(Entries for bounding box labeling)
* START *
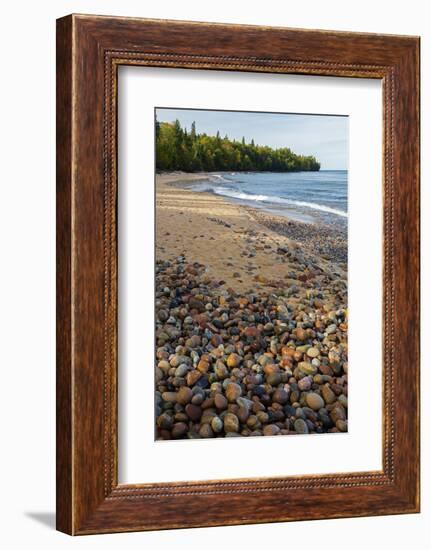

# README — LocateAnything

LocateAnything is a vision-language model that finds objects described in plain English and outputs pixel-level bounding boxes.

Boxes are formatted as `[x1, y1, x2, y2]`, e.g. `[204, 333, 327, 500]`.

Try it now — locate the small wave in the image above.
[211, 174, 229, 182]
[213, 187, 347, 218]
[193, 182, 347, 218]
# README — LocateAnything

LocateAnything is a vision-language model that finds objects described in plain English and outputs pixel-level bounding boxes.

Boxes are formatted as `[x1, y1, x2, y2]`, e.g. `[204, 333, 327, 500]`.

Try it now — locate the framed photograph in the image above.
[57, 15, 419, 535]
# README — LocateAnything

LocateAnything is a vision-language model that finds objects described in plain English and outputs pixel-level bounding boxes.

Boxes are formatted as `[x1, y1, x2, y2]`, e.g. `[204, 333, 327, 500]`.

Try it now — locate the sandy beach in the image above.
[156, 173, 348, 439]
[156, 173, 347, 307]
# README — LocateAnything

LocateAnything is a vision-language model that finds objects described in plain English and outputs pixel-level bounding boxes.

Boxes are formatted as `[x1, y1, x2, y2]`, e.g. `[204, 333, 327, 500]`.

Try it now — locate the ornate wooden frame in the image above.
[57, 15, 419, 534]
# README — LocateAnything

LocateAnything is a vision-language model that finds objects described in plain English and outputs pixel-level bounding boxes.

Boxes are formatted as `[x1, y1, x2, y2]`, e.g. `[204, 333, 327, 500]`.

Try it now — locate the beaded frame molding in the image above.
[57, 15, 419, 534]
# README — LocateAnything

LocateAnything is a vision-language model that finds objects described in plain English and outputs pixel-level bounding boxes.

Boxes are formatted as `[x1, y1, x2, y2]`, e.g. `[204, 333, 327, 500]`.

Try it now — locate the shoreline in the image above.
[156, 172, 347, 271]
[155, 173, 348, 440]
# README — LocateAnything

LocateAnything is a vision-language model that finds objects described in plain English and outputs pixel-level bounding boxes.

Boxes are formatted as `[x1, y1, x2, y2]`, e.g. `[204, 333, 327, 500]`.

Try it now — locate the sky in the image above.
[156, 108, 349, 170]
* END *
* START *
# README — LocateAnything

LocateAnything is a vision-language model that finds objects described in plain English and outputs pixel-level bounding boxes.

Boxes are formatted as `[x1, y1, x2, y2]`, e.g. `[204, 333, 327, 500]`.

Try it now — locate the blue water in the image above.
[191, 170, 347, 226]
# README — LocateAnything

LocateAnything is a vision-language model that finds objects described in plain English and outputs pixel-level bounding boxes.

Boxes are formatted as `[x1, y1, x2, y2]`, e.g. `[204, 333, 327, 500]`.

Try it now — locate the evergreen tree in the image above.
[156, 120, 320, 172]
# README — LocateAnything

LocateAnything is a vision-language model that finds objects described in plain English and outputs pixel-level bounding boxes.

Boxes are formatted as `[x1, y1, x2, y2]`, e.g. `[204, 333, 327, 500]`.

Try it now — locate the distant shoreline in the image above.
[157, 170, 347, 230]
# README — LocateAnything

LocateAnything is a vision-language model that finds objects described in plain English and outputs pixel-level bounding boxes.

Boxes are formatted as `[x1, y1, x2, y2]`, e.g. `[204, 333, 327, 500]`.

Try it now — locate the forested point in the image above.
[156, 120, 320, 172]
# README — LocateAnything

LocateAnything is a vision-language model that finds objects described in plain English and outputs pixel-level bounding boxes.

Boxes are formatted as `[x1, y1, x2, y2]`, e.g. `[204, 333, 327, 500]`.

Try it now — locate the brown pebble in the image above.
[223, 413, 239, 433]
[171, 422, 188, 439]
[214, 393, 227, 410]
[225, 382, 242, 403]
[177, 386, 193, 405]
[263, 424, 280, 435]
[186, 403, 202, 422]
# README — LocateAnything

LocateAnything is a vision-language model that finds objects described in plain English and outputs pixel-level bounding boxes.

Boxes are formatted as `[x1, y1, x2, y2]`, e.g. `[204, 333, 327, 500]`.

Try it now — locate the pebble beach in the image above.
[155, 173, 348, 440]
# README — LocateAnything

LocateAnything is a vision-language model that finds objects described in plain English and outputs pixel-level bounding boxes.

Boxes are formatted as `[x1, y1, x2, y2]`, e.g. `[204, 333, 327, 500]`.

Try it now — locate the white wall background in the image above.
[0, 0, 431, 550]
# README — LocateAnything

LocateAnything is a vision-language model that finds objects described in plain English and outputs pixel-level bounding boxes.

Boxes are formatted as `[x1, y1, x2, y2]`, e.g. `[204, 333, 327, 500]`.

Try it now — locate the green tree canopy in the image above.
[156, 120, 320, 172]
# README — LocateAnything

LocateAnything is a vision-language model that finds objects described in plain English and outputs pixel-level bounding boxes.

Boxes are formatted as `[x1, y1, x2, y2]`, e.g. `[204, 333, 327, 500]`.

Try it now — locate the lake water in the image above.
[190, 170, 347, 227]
* END *
-- THE EXERCISE --
Identify every line above that contains the word "pebble" and copy each one in full. Case counts.

-- SOLUTION FOR THIS EXERCISE --
Try it now — locate the brown pebble in the image above.
Try it now — locate the pebble beach in the image above.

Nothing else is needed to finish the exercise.